Instruction
Format the entire listing below as a numbered list, omitting blank lines and leaving the pictures out of the result.

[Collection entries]

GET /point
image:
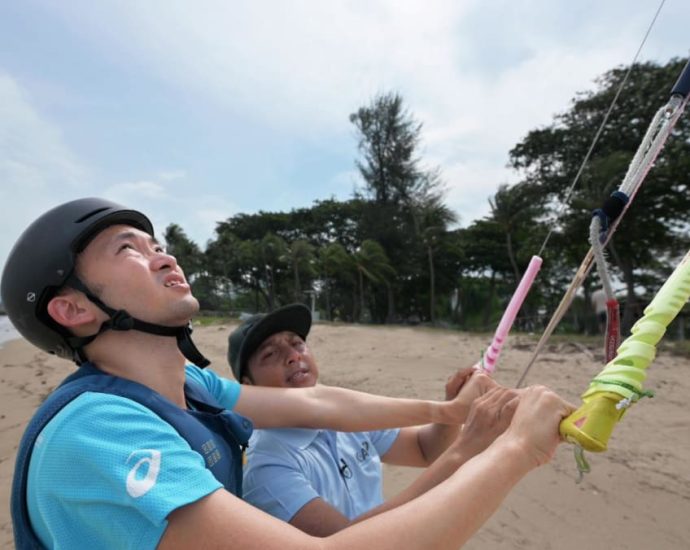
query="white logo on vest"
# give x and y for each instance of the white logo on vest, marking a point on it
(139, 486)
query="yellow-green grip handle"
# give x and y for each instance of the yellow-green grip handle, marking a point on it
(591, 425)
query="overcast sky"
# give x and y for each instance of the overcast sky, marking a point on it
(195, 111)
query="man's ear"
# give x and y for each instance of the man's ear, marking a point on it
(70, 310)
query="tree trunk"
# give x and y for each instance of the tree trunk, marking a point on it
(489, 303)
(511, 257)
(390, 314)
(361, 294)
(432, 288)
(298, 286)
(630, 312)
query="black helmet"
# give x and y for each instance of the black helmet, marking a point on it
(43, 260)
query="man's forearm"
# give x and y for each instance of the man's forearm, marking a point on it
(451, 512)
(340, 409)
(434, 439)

Result for this task
1. GET /point
2. image:
3. query="white logo on vest"
4. # give x and y for each instance of the white logo on vest, marking a point on it
5. (139, 486)
6. query="yellow-green grip handle"
7. # give x and y for each instance of the yellow-green grip handle, marking a point on it
8. (591, 425)
9. query="overcast sky"
10. # give x and y for each instance of the overcast sky, marking a point on it
11. (195, 111)
12. query="man's ear"
13. # give x and y for each instance of the man's ear, marking a point on it
14. (70, 310)
15. query="tree trunk"
16. # give x and y for each instance of the tree trunk, marking a point on it
17. (489, 303)
18. (511, 257)
19. (390, 314)
20. (361, 294)
21. (432, 288)
22. (298, 286)
23. (630, 312)
24. query="black helmet"
25. # give x and y for each instance of the black helmet, marking a point on it
26. (43, 260)
27. query="man's forearm"
28. # give x and y for each instance of the man's forearm, marking a point on it
29. (451, 512)
30. (340, 409)
31. (434, 439)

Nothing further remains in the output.